Filter the data below, keeping only lines that contain "plate".

Stored entries
=== Section Start ===

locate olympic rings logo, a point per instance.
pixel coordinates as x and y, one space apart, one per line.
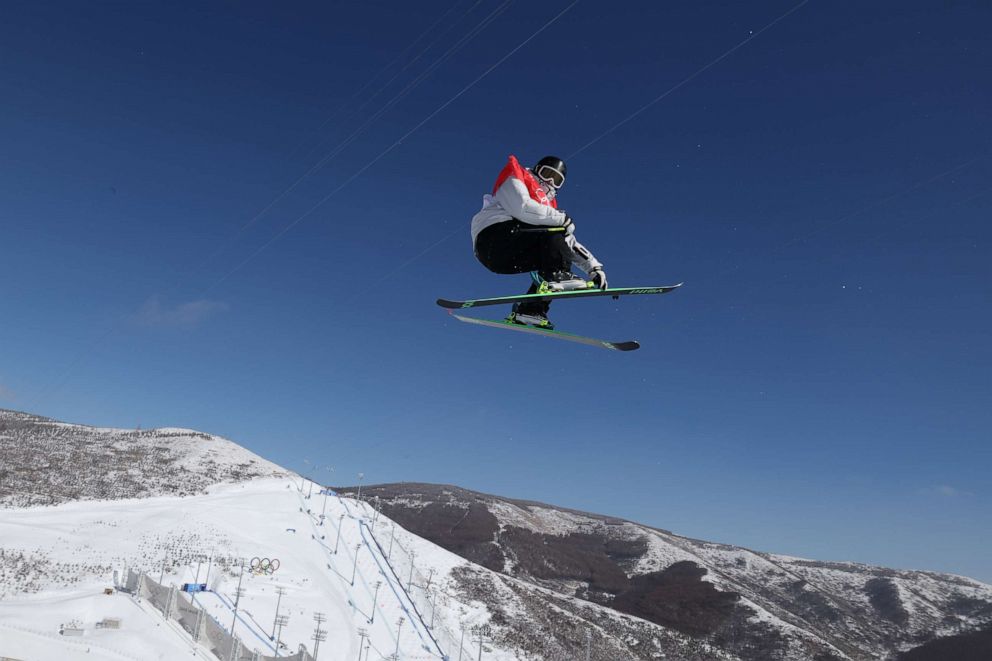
264 566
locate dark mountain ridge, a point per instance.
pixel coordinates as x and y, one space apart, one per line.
747 604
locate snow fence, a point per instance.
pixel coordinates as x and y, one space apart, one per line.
198 623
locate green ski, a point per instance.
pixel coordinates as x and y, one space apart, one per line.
629 345
552 296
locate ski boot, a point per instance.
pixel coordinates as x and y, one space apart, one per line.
530 316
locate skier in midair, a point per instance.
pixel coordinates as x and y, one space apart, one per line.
521 229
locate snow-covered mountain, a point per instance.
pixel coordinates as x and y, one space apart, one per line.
45 462
730 602
412 570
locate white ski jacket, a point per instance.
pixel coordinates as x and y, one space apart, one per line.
518 195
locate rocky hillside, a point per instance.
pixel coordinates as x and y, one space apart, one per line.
704 600
44 462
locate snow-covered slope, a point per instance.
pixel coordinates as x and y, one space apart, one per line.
417 571
747 604
44 462
56 562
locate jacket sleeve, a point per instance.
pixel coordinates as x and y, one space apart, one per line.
512 195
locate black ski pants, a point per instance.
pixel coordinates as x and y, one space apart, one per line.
502 248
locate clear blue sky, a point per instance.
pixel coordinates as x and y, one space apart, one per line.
819 387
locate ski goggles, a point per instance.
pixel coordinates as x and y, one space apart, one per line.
550 175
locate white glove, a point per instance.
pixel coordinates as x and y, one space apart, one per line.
599 278
569 226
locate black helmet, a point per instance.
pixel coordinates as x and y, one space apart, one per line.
551 169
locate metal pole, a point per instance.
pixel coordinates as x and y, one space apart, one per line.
280 591
399 625
375 600
354 568
165 557
237 597
410 580
362 634
210 563
338 538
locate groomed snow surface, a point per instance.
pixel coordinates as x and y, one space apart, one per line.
57 562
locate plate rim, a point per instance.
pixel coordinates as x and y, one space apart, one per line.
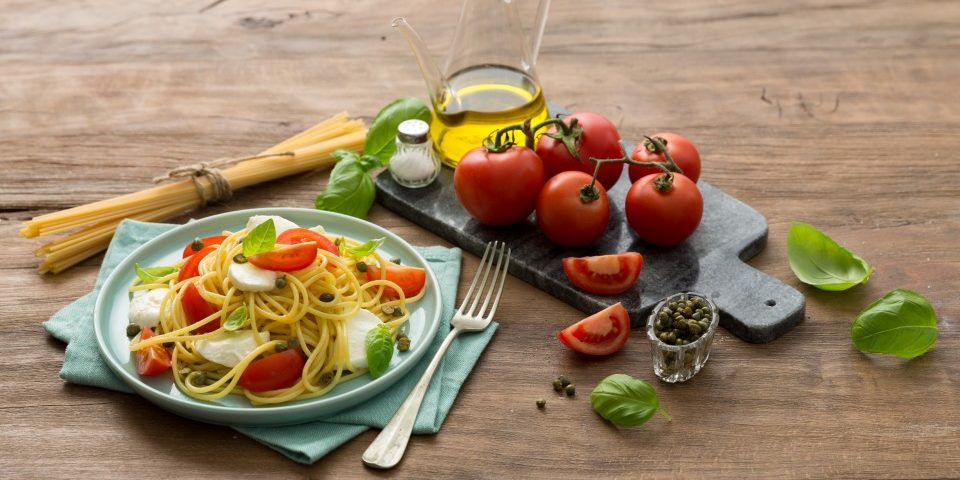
302 409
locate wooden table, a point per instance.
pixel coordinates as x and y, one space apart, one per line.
842 113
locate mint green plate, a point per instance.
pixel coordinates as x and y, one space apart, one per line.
110 320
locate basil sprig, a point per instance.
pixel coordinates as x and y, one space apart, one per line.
350 190
902 323
379 349
261 239
626 401
152 274
819 261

=== Section End ===

> [Completed exercise]
locate plate rim, a point per instance.
locate mint green plate, a point per instance.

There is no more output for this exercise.